* [Direction] Please reproduce, character for character, only the stretch of the records below from the line containing "Please put a dot on every instance of the man" through the line containing "<point>308,265</point>".

* [Stored records]

= = = = =

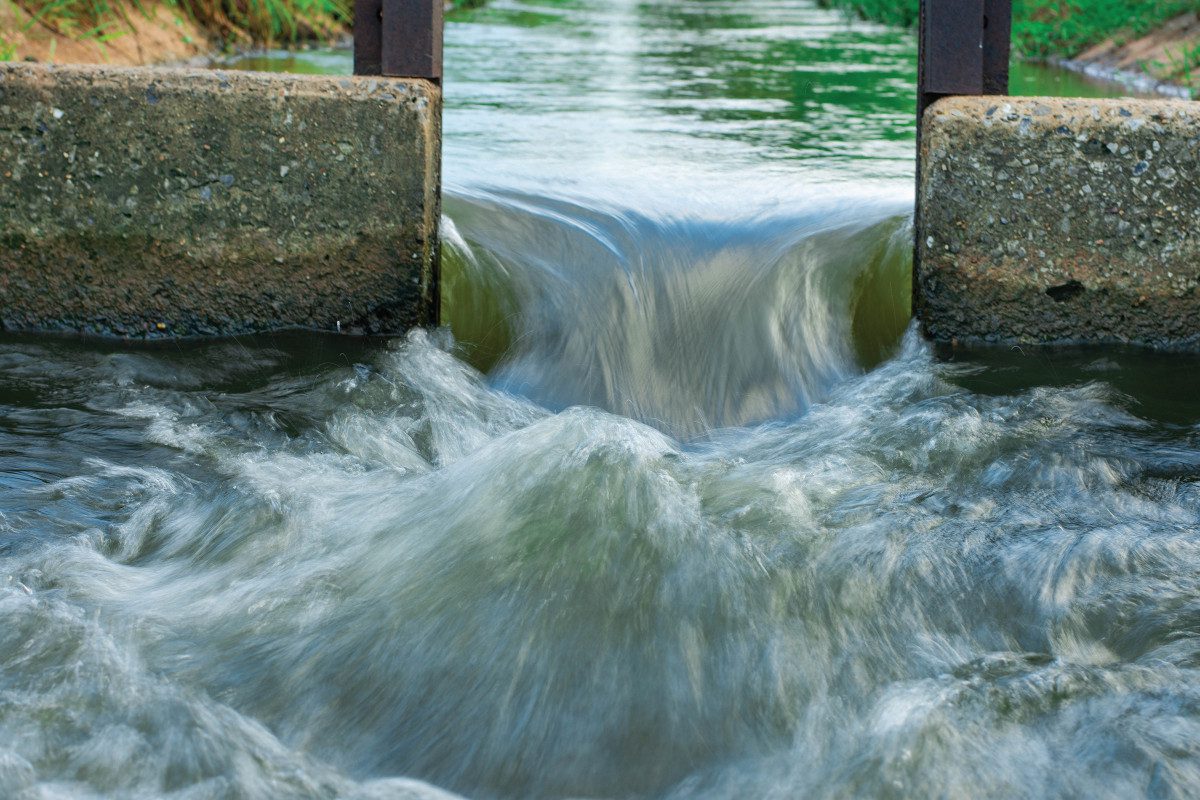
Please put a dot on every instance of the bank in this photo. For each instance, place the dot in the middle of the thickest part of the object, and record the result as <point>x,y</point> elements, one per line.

= = = = =

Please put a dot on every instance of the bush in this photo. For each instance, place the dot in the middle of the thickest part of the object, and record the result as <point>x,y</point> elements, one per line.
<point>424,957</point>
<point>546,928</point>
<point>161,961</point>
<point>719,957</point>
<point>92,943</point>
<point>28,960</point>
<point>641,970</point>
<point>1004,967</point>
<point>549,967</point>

= = = = =

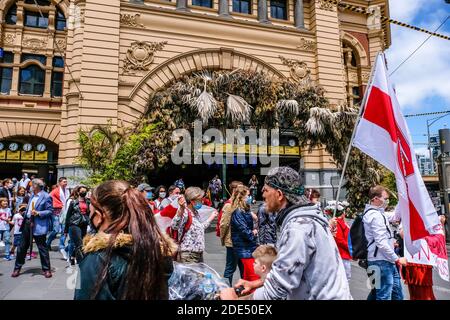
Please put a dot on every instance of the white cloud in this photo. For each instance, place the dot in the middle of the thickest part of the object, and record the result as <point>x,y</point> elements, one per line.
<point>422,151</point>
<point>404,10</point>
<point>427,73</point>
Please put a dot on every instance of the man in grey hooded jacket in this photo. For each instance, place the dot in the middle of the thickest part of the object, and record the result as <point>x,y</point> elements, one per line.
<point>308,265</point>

= = = = =

* [Written solution]
Please put a dot on every instance of the man in grey hooded jacket in this photo. For each instance, place the dot in the middle of the thickest part of the object, and record the result as <point>x,y</point> elements, one per line.
<point>308,265</point>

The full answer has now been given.